Excerpt from a dataset
::::

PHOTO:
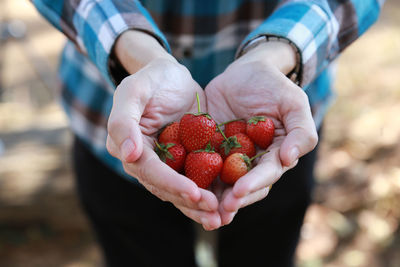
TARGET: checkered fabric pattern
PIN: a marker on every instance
(204, 35)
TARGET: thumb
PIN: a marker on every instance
(301, 137)
(123, 124)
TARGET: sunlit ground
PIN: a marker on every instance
(354, 221)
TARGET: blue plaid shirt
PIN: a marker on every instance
(204, 35)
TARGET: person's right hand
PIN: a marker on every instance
(160, 91)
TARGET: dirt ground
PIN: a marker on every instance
(355, 218)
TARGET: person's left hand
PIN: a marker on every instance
(255, 84)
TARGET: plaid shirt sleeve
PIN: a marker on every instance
(94, 26)
(320, 29)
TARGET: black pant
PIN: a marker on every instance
(134, 228)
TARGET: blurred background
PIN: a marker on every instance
(353, 222)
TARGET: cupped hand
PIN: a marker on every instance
(255, 84)
(159, 93)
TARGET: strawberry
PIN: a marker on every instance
(216, 141)
(170, 134)
(173, 155)
(234, 127)
(261, 130)
(238, 143)
(196, 130)
(235, 166)
(203, 166)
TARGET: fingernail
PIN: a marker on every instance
(294, 155)
(204, 222)
(204, 206)
(185, 196)
(127, 148)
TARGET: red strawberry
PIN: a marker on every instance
(170, 134)
(238, 143)
(173, 155)
(261, 130)
(196, 130)
(216, 141)
(234, 127)
(235, 166)
(203, 166)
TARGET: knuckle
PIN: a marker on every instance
(114, 125)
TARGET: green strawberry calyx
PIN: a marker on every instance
(162, 151)
(230, 143)
(199, 113)
(246, 160)
(256, 119)
(209, 149)
(249, 161)
(224, 123)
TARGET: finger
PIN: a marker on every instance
(150, 170)
(112, 148)
(232, 204)
(301, 136)
(226, 216)
(209, 220)
(267, 172)
(178, 200)
(123, 124)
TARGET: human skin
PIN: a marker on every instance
(256, 84)
(158, 91)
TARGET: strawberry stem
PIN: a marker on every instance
(230, 121)
(198, 102)
(259, 155)
(223, 135)
(158, 145)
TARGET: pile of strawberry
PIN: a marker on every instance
(197, 147)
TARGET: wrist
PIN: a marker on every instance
(274, 53)
(135, 49)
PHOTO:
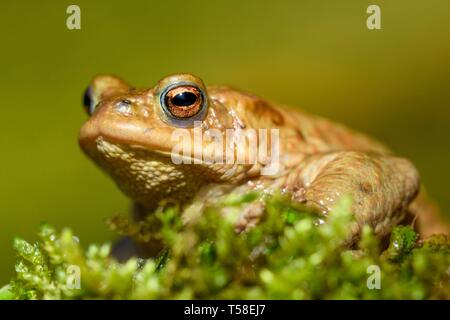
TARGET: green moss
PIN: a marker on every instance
(289, 255)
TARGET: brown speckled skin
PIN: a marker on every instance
(320, 160)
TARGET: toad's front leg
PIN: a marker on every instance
(381, 186)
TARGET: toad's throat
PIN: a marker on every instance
(149, 177)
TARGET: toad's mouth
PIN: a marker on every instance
(149, 176)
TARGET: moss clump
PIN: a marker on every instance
(289, 255)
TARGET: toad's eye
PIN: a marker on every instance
(184, 101)
(88, 101)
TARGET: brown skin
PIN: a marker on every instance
(129, 135)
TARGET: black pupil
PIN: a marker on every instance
(184, 99)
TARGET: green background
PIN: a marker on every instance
(393, 84)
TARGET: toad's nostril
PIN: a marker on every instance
(124, 107)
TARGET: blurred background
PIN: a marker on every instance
(392, 83)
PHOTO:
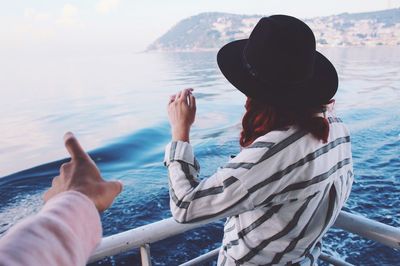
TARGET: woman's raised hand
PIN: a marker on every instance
(81, 174)
(181, 113)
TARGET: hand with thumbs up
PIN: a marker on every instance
(81, 174)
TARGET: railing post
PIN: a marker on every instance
(145, 255)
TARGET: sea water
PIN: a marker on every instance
(116, 105)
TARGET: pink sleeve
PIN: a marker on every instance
(65, 232)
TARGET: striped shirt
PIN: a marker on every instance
(281, 194)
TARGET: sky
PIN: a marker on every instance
(90, 25)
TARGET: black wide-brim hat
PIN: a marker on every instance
(279, 65)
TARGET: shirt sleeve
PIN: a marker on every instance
(65, 232)
(221, 195)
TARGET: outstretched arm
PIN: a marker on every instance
(68, 228)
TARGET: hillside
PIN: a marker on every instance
(210, 31)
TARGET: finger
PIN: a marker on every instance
(171, 99)
(178, 95)
(184, 94)
(192, 101)
(74, 148)
(55, 180)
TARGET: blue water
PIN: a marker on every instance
(116, 106)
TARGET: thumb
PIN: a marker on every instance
(114, 187)
(73, 147)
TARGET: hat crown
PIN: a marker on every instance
(281, 49)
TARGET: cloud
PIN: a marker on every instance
(69, 16)
(32, 14)
(105, 6)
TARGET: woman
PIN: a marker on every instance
(68, 228)
(286, 187)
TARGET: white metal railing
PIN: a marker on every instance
(143, 236)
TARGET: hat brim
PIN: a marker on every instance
(317, 90)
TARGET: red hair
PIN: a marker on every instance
(261, 118)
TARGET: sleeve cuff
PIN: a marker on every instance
(179, 151)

::::

▶ Work to complete
Quote, word for word, every line starting at the one that contains "TARGET: blue water" and ending with the final line of the entries.

▶ Result of the task
TARGET: blue water
PIN: a marker on every instance
(116, 106)
TARGET: thumb
PIN: a marker on every instance
(114, 187)
(73, 147)
TARGET: hat crown
PIN: a marker on every instance
(281, 49)
TARGET: cloud
PIN: a marker on every instance
(69, 16)
(32, 14)
(105, 6)
TARGET: woman
PIN: a marker on every instance
(68, 228)
(286, 187)
TARGET: white metal railing
PIN: a marker on every instance
(143, 236)
TARGET: hat brim
PIN: a marker on every instance
(317, 90)
TARGET: red hair
PIN: a marker on every instance
(261, 118)
TARGET: sleeve cuff
PIN: a marker on every instance
(179, 151)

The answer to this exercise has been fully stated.